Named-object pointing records
=-=-=

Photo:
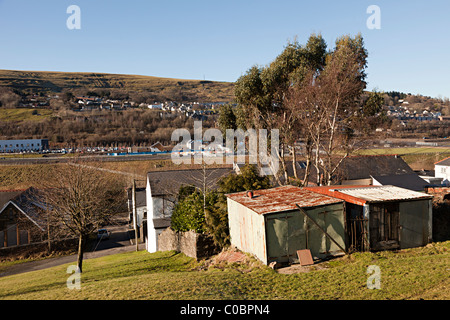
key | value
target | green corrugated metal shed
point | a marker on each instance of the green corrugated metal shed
(270, 225)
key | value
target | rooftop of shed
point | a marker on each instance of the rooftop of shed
(281, 199)
(369, 194)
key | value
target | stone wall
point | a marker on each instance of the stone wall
(194, 245)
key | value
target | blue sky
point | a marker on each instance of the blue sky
(220, 40)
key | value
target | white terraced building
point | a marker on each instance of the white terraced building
(36, 145)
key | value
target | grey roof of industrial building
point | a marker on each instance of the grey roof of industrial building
(168, 182)
(410, 181)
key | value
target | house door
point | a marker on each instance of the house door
(384, 226)
(285, 235)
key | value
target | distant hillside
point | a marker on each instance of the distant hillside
(158, 88)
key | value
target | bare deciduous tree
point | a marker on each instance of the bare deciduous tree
(82, 199)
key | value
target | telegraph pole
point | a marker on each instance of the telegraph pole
(133, 197)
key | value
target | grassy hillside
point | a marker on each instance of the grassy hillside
(24, 114)
(420, 273)
(40, 81)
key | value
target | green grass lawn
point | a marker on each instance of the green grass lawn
(421, 273)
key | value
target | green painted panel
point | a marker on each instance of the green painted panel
(414, 219)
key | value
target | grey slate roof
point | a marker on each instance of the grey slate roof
(169, 182)
(408, 181)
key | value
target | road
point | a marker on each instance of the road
(119, 242)
(60, 159)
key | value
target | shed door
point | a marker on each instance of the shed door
(285, 235)
(384, 226)
(414, 218)
(331, 220)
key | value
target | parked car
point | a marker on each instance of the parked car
(103, 234)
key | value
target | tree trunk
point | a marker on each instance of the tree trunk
(81, 247)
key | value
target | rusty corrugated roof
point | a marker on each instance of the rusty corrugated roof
(281, 199)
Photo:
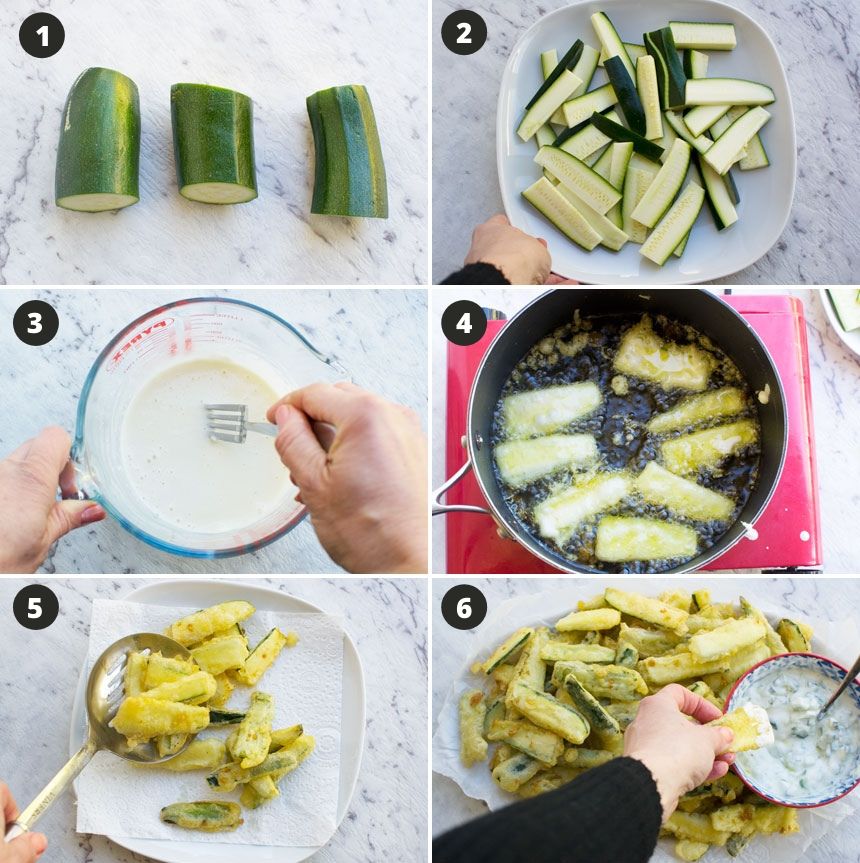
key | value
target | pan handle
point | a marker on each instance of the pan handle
(440, 508)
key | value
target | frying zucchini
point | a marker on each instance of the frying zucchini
(202, 624)
(261, 657)
(204, 815)
(254, 733)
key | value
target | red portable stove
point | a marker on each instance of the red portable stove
(789, 529)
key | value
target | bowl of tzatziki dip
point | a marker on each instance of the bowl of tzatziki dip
(811, 761)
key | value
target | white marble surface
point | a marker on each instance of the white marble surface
(367, 331)
(818, 44)
(387, 620)
(836, 414)
(276, 52)
(828, 599)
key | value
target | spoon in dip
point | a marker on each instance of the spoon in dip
(846, 682)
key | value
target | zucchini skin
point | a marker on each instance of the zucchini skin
(213, 136)
(350, 173)
(99, 149)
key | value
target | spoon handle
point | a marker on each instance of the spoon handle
(846, 682)
(51, 791)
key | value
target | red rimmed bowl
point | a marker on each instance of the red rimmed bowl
(794, 771)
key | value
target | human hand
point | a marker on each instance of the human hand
(22, 849)
(367, 495)
(31, 517)
(523, 260)
(680, 754)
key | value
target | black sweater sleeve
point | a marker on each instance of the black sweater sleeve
(477, 274)
(610, 814)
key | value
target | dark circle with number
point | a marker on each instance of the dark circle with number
(36, 323)
(464, 606)
(464, 323)
(464, 32)
(41, 35)
(36, 606)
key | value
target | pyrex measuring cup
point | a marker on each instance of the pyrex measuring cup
(196, 328)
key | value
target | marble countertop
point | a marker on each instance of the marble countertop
(367, 331)
(819, 598)
(276, 53)
(836, 414)
(818, 47)
(387, 818)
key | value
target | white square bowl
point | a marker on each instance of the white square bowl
(765, 193)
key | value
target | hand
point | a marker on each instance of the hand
(367, 495)
(31, 517)
(680, 754)
(522, 259)
(23, 849)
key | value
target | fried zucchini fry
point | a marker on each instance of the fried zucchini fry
(196, 627)
(204, 815)
(473, 710)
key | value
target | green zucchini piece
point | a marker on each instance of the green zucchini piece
(213, 144)
(99, 151)
(350, 173)
(617, 132)
(675, 225)
(207, 815)
(626, 94)
(590, 707)
(621, 538)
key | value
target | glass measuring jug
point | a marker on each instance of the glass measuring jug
(196, 328)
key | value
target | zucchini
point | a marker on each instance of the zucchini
(535, 412)
(520, 462)
(622, 538)
(729, 146)
(649, 92)
(548, 201)
(582, 107)
(695, 63)
(682, 496)
(350, 173)
(690, 411)
(551, 99)
(675, 225)
(721, 91)
(717, 195)
(590, 707)
(626, 94)
(670, 73)
(204, 815)
(507, 649)
(213, 144)
(706, 449)
(559, 514)
(662, 191)
(98, 155)
(707, 36)
(617, 132)
(611, 42)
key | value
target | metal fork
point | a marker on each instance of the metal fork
(229, 423)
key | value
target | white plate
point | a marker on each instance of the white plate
(199, 594)
(766, 193)
(851, 340)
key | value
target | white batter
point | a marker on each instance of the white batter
(189, 481)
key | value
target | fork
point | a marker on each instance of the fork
(229, 422)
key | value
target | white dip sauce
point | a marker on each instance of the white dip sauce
(809, 759)
(181, 476)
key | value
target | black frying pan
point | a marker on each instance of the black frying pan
(698, 308)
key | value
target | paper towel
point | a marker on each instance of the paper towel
(121, 799)
(836, 640)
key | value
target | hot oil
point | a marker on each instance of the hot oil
(584, 350)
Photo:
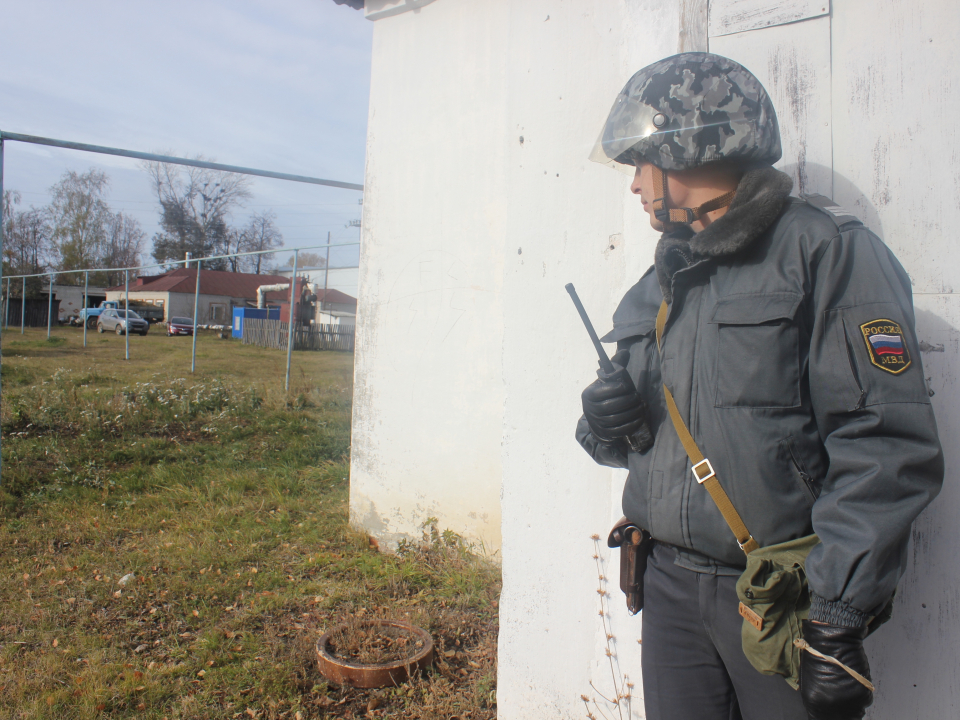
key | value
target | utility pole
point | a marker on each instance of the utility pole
(326, 272)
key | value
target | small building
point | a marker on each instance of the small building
(346, 280)
(220, 292)
(71, 299)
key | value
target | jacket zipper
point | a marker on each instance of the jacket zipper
(801, 470)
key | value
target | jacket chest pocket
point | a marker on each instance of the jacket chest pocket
(758, 350)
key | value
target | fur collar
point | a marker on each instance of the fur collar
(760, 198)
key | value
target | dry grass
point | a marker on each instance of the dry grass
(173, 545)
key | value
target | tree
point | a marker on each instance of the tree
(124, 245)
(195, 204)
(26, 246)
(79, 217)
(305, 260)
(261, 233)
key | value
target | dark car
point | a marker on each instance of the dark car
(179, 326)
(116, 320)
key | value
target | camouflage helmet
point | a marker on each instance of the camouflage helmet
(689, 110)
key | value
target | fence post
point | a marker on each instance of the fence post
(126, 313)
(1, 263)
(49, 305)
(85, 301)
(196, 303)
(293, 288)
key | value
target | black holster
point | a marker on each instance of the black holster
(635, 545)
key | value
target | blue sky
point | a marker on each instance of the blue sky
(275, 85)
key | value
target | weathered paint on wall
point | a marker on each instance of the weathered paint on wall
(734, 16)
(496, 175)
(428, 396)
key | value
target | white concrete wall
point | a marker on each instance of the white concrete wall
(346, 280)
(428, 394)
(471, 359)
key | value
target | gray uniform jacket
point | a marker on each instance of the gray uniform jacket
(795, 364)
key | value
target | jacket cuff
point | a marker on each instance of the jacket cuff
(836, 613)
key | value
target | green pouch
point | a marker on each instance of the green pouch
(774, 598)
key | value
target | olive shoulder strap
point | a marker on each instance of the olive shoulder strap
(702, 469)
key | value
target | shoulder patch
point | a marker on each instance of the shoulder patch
(885, 345)
(840, 214)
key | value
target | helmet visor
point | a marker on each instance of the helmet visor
(629, 123)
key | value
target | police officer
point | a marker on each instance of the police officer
(789, 347)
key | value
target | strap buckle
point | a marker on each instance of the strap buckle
(708, 468)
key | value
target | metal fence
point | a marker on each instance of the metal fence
(198, 262)
(275, 333)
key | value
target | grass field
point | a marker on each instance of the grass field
(172, 545)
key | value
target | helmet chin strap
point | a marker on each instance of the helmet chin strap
(684, 216)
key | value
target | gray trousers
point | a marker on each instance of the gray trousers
(693, 664)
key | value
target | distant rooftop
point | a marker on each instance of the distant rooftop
(212, 282)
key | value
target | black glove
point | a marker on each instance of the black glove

=-=-=

What the task asks: Quote the data exactly, leaving every image out of the copy.

Written response:
Photo:
key | value
target | green corrugated metal shed
point | a marker on each instance of the green corrugated metal shed
(270, 225)
key | value
target | rooftop of shed
point | a marker on each instance of the rooftop of shed
(281, 199)
(369, 194)
key | value
target | stone wall
point | a marker on each instance of the stone wall
(194, 245)
key | value
target | blue sky
point | a marker on each instance of the blue sky
(220, 40)
key | value
target | white terraced building
point | a marker on each instance of the white terraced building
(36, 145)
key | value
target | grey roof of industrial building
point | a marker on each instance of the grey roof of industrial building
(168, 182)
(410, 181)
key | value
target | house door
point | a marker on each instance of the house door
(384, 226)
(285, 235)
key | value
target | distant hillside
point | a marker on each instance of the distant hillside
(158, 88)
key | value
target | bare deciduous tree
point | a marker on each instance of the bare deciduous tree
(82, 199)
key | value
target | telegraph pole
point | a marker on each instance of the telegraph pole
(133, 197)
key | value
target | grassy hillside
point | a marker on each instance of the grassy hillside
(24, 114)
(420, 273)
(40, 81)
key | value
target | green grass lawn
point | a marker on each instance of the green grass lawn
(421, 273)
key | value
target | green painted panel
point | a marker on each instance of the green painted panel
(414, 219)
key | value
target | grey slate roof
point | a marker on each instance of the grey slate roof
(169, 182)
(408, 181)
key | value
target | road
point | a marker on each instance of the road
(119, 242)
(60, 159)
key | value
target | shed door
point | a marker on each instance of the shed door
(285, 235)
(384, 226)
(414, 218)
(331, 220)
key | value
target | parked car
point | a marker on each instance of the parked car
(103, 234)
key | value
target | tree trunk
point | a marker on each instance of the tree trunk
(81, 247)
key | value
target | rusty corrugated roof
point | a marker on each instance of the rusty corrugated roof
(281, 199)
Photo:
key | value
target | pan handle
point | a marker on each instance of the pan handle
(440, 508)
key | value
target | frying zucchini
point | a marker on each instance of the frying zucchini
(202, 624)
(261, 657)
(204, 815)
(254, 733)
key | value
target | red portable stove
point | a marker on each instance of the red portable stove
(789, 529)
key | value
target | bowl of tzatziki dip
point | a marker on each instance of the bowl of tzatziki dip
(811, 761)
key | value
target | white marble surface
point | a marker on each instance of the white marble surface
(367, 331)
(818, 44)
(387, 620)
(836, 414)
(276, 52)
(828, 599)
key | value
target | spoon in dip
point | a marker on each instance of the spoon in dip
(846, 682)
key | value
target | zucchini skin
point | a marker on each instance of the zucchini skin
(213, 136)
(350, 173)
(99, 149)
key | value
target | spoon handle
point | a marker on each instance of the spoon handle
(846, 682)
(51, 791)
key | value
target | red rimmed bowl
point | a marker on each instance of the red rimmed bowl
(794, 771)
key | value
target | human hand
point | a marker on each instance of the human hand
(22, 849)
(367, 495)
(31, 517)
(523, 260)
(680, 754)
key | value
target | black sweater sleeve
point | a marker on each instance of the black sweater sleeve
(477, 274)
(610, 814)
key | value
target | dark circle with number
point | a marker on each instance of the dark circle with number
(36, 323)
(464, 606)
(464, 323)
(464, 32)
(41, 35)
(36, 606)
key | value
target | pyrex measuring cup
point | a marker on each instance of the pyrex measuring cup
(196, 328)
key | value
target | marble countertop
point | a marker on each instance of the marble countertop
(367, 331)
(819, 598)
(276, 53)
(836, 414)
(818, 47)
(387, 818)
key | value
target | white square bowl
point | a marker on each instance of the white square bowl
(765, 193)
key | value
target | hand
point | a marker on each instance of the hand
(367, 495)
(31, 517)
(680, 754)
(522, 259)
(23, 849)
key | value
target | fried zucchini fry
point | a marker on each instance of the fried zucchini fry
(196, 627)
(204, 815)
(473, 710)
key | value
target | green zucchini piece
point | a marker on each instance of the green zucchini piece
(213, 144)
(99, 151)
(350, 173)
(617, 132)
(675, 225)
(207, 815)
(626, 94)
(590, 707)
(621, 538)
key | value
target | glass measuring jug
point | a marker on each instance of the glass measuring jug
(196, 328)
key | value
target | zucchini
point | a marker on each instance of the zucchini
(535, 412)
(520, 462)
(622, 538)
(729, 146)
(649, 92)
(548, 201)
(582, 107)
(695, 63)
(682, 496)
(350, 173)
(690, 411)
(551, 99)
(675, 225)
(721, 91)
(717, 195)
(590, 707)
(626, 94)
(670, 73)
(204, 815)
(507, 649)
(213, 144)
(706, 449)
(559, 514)
(662, 191)
(98, 155)
(707, 36)
(617, 132)
(611, 42)
key | value
target | metal fork
point | a marker on each instance of the metal fork
(229, 423)
key | value
target | white plate
point | a marker on each instance of the white plate
(199, 594)
(766, 193)
(851, 340)
key | value
target | white batter
point | a marker on each instance of the white batter
(189, 481)
key | value
target | fork
point | a marker on each instance of the fork
(229, 422)
key | value
target | white dip sauce
point | a marker on each instance of the white dip sauce
(809, 759)
(181, 476)
key | value
target | black frying pan
point | a marker on each instance of the black frying pan
(698, 308)
key | value
target | paper towel
point | a marker on each instance of the paper towel
(121, 799)
(836, 640)
key | value
target | hot oil
point | a marker on each instance of the hot oil
(584, 350)
Photo:
key | value
target | utility pole
point | a marker on each instance of the utility pole
(326, 272)
key | value
target | small building
point | a marker on each instance of the small building
(346, 280)
(220, 292)
(71, 299)
key | value
target | jacket zipper
point | a marker on each instance of the jacket zipper
(801, 470)
key | value
target | jacket chest pocket
point | a marker on each instance of the jacket chest pocket
(758, 350)
key | value
target | fur collar
point | a marker on each instance of the fur collar
(760, 198)
key | value
target | dry grass
point | a marker on each instance of the dry grass
(173, 545)
key | value
target | tree
point | a marker on each instance of the tree
(124, 245)
(195, 204)
(26, 246)
(79, 217)
(305, 260)
(261, 233)
key | value
target | dark car
point | a marker on each instance of the dark car
(179, 326)
(116, 320)
key | value
target | camouflage helmet
point | a marker on each instance of the camouflage helmet
(689, 110)
key | value
target | fence post
point | a marker on each instance of the fence post
(126, 313)
(1, 263)
(49, 305)
(85, 301)
(196, 303)
(293, 288)
key | value
target | black holster
point | a marker on each instance of the black holster
(635, 545)
key | value
target | blue sky
point | a marker on each instance of the blue sky
(275, 85)
key | value
target | weathered paint on wall
point | a marker on each instance of the weathered paint on wall
(734, 16)
(496, 175)
(428, 396)
key | value
target | white concrete wall
point | a marker on each instance of the white concrete wall
(346, 280)
(428, 394)
(471, 359)
key | value
target | gray uniform jacket
point | a marker on each instance of the gray uniform jacket
(795, 364)
key | value
target | jacket cuff
point | a marker on each instance of the jacket cuff
(836, 613)
key | value
target | green pouch
point | a marker on each instance of the green pouch
(774, 598)
key | value
target | olive shoulder strap
point | a marker on each instance of the olive shoulder strap
(702, 469)
key | value
target | shoulder patch
point | a marker on each instance of the shoulder patch
(885, 345)
(840, 214)
key | value
target | helmet visor
point | a marker on each instance of the helmet visor
(629, 123)
key | value
target | police officer
point | a marker on each instance of the police officer
(789, 347)
key | value
target | strap buckle
point | a marker on each instance of the strap buckle
(708, 468)
key | value
target | metal fence
point | a marker on each instance of the metal fence
(198, 262)
(275, 333)
key | value
target | grass field
point | a marker on each instance of the grass field
(172, 545)
key | value
target | helmet chin strap
point | a marker on each instance of the helmet chin strap
(684, 216)
key | value
target | gray trousers
point | a marker on each instance of the gray trousers
(693, 664)
key | value
target | distant rooftop
point | a marker on each instance of the distant rooftop
(212, 282)
key | value
target | black glove
point | a marker on each instance of the black glove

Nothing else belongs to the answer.